## [本题数据]
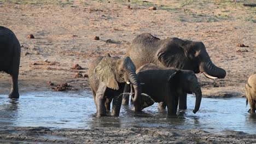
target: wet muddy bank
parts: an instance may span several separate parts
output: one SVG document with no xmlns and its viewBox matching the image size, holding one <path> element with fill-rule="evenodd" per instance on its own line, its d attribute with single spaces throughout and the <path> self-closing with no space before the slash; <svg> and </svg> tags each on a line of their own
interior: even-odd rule
<svg viewBox="0 0 256 144">
<path fill-rule="evenodd" d="M 3 128 L 0 143 L 252 143 L 256 135 L 226 130 L 224 134 L 200 129 L 158 128 L 95 127 L 89 129 L 50 129 L 45 127 Z"/>
</svg>

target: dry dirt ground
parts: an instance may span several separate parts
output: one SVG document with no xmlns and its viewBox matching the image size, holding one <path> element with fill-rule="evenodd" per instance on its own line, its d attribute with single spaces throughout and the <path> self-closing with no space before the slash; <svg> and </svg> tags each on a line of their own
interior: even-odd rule
<svg viewBox="0 0 256 144">
<path fill-rule="evenodd" d="M 19 82 L 21 93 L 48 91 L 50 88 L 49 81 L 55 85 L 68 82 L 78 89 L 89 89 L 87 78 L 74 77 L 75 73 L 86 73 L 90 61 L 107 52 L 121 57 L 137 35 L 149 32 L 161 39 L 177 37 L 205 44 L 213 62 L 226 70 L 227 74 L 225 79 L 214 80 L 198 74 L 203 97 L 244 97 L 245 83 L 256 73 L 256 8 L 242 5 L 250 2 L 256 3 L 0 0 L 0 25 L 11 29 L 22 45 Z M 149 10 L 152 6 L 156 10 Z M 35 38 L 27 38 L 30 34 Z M 95 36 L 100 40 L 94 40 Z M 238 43 L 249 47 L 237 47 Z M 77 63 L 82 70 L 71 69 Z M 0 73 L 0 93 L 8 94 L 10 77 Z M 136 138 L 139 130 L 136 130 L 132 136 Z M 76 135 L 75 131 L 70 133 L 72 136 Z M 86 135 L 86 131 L 78 133 L 78 136 Z M 156 140 L 152 139 L 152 142 Z M 200 142 L 200 139 L 193 141 Z"/>
</svg>

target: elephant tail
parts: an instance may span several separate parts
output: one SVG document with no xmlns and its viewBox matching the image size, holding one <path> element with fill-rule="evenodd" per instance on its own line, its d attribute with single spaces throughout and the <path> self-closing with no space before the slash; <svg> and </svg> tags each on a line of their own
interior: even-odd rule
<svg viewBox="0 0 256 144">
<path fill-rule="evenodd" d="M 247 97 L 246 97 L 246 106 L 248 105 L 248 99 Z"/>
</svg>

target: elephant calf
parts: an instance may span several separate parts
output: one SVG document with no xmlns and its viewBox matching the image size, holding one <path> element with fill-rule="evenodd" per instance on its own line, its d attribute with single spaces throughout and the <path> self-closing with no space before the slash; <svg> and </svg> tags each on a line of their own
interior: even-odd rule
<svg viewBox="0 0 256 144">
<path fill-rule="evenodd" d="M 251 106 L 251 113 L 255 113 L 256 108 L 256 74 L 249 77 L 245 86 L 246 93 L 246 105 Z"/>
<path fill-rule="evenodd" d="M 130 57 L 112 57 L 109 54 L 94 59 L 89 69 L 89 80 L 97 109 L 97 116 L 104 116 L 110 111 L 113 99 L 112 115 L 119 116 L 122 101 L 122 93 L 125 83 L 131 84 L 135 95 L 132 97 L 135 111 L 147 107 L 141 99 L 141 84 L 136 74 L 135 66 Z M 143 99 L 147 98 L 144 97 Z M 153 105 L 151 103 L 149 105 Z"/>
<path fill-rule="evenodd" d="M 141 82 L 144 83 L 142 85 L 142 93 L 151 97 L 155 102 L 164 102 L 167 105 L 168 115 L 176 115 L 179 97 L 183 97 L 180 100 L 187 101 L 187 93 L 195 94 L 193 112 L 195 113 L 199 110 L 202 93 L 193 71 L 146 64 L 139 68 L 136 73 Z"/>
<path fill-rule="evenodd" d="M 10 74 L 12 79 L 10 98 L 19 98 L 18 76 L 20 59 L 20 45 L 14 33 L 0 26 L 0 71 Z"/>
</svg>

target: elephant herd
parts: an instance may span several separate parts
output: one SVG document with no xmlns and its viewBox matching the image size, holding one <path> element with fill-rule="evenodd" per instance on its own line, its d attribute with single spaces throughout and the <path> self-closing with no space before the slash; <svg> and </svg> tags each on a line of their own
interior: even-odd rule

## [练习任务]
把上面的全部数据一行一项排成编号列表，空行不算，答案里不要放图片。

## [参考答案]
1. target: wet muddy bank
2. parts: an instance may span several separate parts
3. output: one SVG document with no xmlns and its viewBox matching the image size, holding one <path> element with fill-rule="evenodd" per instance on its own line, its d attribute with single spaces throughout and the <path> self-closing with no space before the slash; <svg> and </svg> tags each on a line of their own
4. interior: even-odd rule
5. <svg viewBox="0 0 256 144">
6. <path fill-rule="evenodd" d="M 3 128 L 0 143 L 252 143 L 256 135 L 226 130 L 224 134 L 200 129 L 158 128 L 95 127 L 89 129 L 50 129 L 45 127 Z"/>
7. </svg>
8. target: dry dirt ground
9. parts: an instance may span several separate parts
10. output: one SVG document with no xmlns and its viewBox matching the image size, holding one <path> element with fill-rule="evenodd" per instance on its own line, its d attribute with single spaces throughout and the <path> self-closing with no space before the slash; <svg> and </svg> tags each on a line of their own
11. interior: even-odd rule
12. <svg viewBox="0 0 256 144">
13. <path fill-rule="evenodd" d="M 19 82 L 21 93 L 48 91 L 50 88 L 49 81 L 55 85 L 68 82 L 78 89 L 89 89 L 87 78 L 74 77 L 75 73 L 86 73 L 90 61 L 107 52 L 121 57 L 137 35 L 149 32 L 161 39 L 177 37 L 205 44 L 213 62 L 226 70 L 227 74 L 225 79 L 214 80 L 198 74 L 203 97 L 244 97 L 245 83 L 256 73 L 256 8 L 242 5 L 250 2 L 256 3 L 0 0 L 0 25 L 11 29 L 22 45 Z M 149 10 L 152 6 L 156 10 Z M 35 38 L 27 38 L 30 34 Z M 95 36 L 100 40 L 94 40 Z M 238 43 L 249 47 L 237 47 Z M 77 63 L 82 70 L 71 69 Z M 0 73 L 0 93 L 8 94 L 10 77 Z M 136 138 L 139 130 L 136 130 L 132 136 Z M 76 135 L 75 131 L 70 133 L 72 136 Z M 86 135 L 86 131 L 78 133 L 78 136 Z M 156 140 L 152 139 L 152 142 Z M 200 142 L 200 139 L 193 141 Z"/>
14. </svg>
15. target: elephant tail
16. parts: an instance may span several separate parts
17. output: one SVG document with no xmlns and its viewBox matching the image size, holding one <path> element with fill-rule="evenodd" per instance on its own line, its d attribute with single spaces throughout and the <path> self-closing with no space before the slash; <svg> and </svg> tags each on a line of their own
18. interior: even-odd rule
19. <svg viewBox="0 0 256 144">
20. <path fill-rule="evenodd" d="M 247 97 L 246 97 L 246 106 L 248 105 L 248 99 Z"/>
21. </svg>
22. target: elephant calf
23. parts: an instance may span several separate parts
24. output: one SVG document with no xmlns and its viewBox matching the image size, holding one <path> element with fill-rule="evenodd" per instance on its own line, its d attribute with single spaces throughout and the <path> self-closing with no space before the slash; <svg> and </svg> tags each on a line of their own
25. interior: even-odd rule
26. <svg viewBox="0 0 256 144">
27. <path fill-rule="evenodd" d="M 251 106 L 251 113 L 255 113 L 256 108 L 256 74 L 249 77 L 245 86 L 246 93 L 246 105 Z"/>
28. <path fill-rule="evenodd" d="M 130 57 L 112 57 L 109 54 L 94 59 L 89 69 L 89 80 L 97 109 L 97 116 L 104 116 L 110 111 L 113 99 L 112 115 L 119 116 L 122 101 L 122 93 L 125 83 L 131 84 L 135 95 L 132 97 L 135 111 L 147 107 L 141 99 L 141 84 L 136 74 L 135 66 Z M 143 99 L 147 98 L 144 97 Z M 153 105 L 151 103 L 149 105 Z"/>
29. <path fill-rule="evenodd" d="M 141 82 L 144 83 L 142 85 L 142 93 L 151 97 L 155 102 L 164 102 L 167 105 L 168 115 L 176 115 L 179 97 L 183 97 L 180 100 L 187 101 L 187 93 L 195 94 L 193 112 L 195 113 L 199 110 L 202 93 L 193 71 L 146 64 L 139 68 L 136 73 Z"/>
30. <path fill-rule="evenodd" d="M 10 74 L 12 79 L 10 98 L 19 98 L 18 76 L 20 59 L 20 45 L 14 33 L 0 26 L 0 71 Z"/>
31. </svg>
32. target: elephant herd
33. parts: an instance may span several separate parts
34. output: one SVG document with no xmlns and its viewBox matching the image size, holding one <path> element with fill-rule="evenodd" per instance on its own line, its d attribute with single spaces throughout and the <path> self-closing with no space before the slash; <svg> and </svg> tags each on a line of their own
35. interior: even-odd rule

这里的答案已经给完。